Written task: In the passage below on registering an external confiscation order, list the documents that the quoted rule says the Attorney-General shall lodge with the Registrar of the Supreme Court.

Selected text:
▬▬▬▬▬▬

Was there a request for registration from the USA?
“7.(1) Where the Attorney General receives a written request from the appropriate authority of a designated country to register an external confiscation order under section 50 of the Act, and that request is accompanied -
(a) by two copies of the external confiscation order with a translation into English where necessary; and
(b) by a certificate issued by or on behalf of the appropriate authority stating -
(i) that the order is in force and not subject to appeal; and
(ii) where the person affected by the order did not appear in the proceedings, that he received notice of the proceedings in sufficient time to enable him to defend them,
the Attorney-General, if he is of the opinion that enforcing the order in The Bahamas would not be contrary to the interests of justice, shall lodge a copy of the request, the order and the certificate with the Registrar of the Supreme Court for registration in accordance with section 50 of the Act.”
16. First, there clearly has been a request from the US Attorney General. The same affidavit of Mr Karavetsos mentioned above said explicitly that it was made, following information being sought by the Attorney General of The Bahamas, “in connection with a request for judicial assistance”. The nature of the assistance sought was explicit from the subsequent assertion, quoted in para 11 above, that enforcement would meet the test for it contained in section 50. Like the judge, the Board is quite satisfied that a request from the US had been made.

▬▬▬▬▬▬

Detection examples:
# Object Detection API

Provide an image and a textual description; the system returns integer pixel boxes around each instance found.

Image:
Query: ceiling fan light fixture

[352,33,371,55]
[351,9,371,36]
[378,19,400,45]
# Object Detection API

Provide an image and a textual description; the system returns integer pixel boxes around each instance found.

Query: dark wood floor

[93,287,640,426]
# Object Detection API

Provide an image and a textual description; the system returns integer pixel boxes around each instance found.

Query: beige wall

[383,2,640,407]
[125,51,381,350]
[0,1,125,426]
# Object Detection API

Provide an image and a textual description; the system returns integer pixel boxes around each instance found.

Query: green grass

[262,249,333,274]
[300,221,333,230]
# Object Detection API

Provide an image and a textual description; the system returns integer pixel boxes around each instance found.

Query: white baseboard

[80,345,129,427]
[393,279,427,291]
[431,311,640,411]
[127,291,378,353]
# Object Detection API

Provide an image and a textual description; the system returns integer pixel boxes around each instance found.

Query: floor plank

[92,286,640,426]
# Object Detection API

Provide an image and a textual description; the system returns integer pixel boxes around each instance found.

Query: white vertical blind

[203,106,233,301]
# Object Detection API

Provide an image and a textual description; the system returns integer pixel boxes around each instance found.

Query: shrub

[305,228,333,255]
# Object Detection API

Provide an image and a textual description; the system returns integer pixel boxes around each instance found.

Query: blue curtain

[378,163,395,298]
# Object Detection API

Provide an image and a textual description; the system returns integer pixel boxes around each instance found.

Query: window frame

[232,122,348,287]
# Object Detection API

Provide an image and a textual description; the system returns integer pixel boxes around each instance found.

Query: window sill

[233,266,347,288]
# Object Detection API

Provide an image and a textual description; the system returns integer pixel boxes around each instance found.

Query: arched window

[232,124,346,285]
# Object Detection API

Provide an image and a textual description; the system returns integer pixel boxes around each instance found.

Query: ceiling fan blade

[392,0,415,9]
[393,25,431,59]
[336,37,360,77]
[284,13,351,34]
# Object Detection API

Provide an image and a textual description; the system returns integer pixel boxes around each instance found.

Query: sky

▬▬▬▬▬▬

Response to the exercise: A copy of the request, the order and the certificate.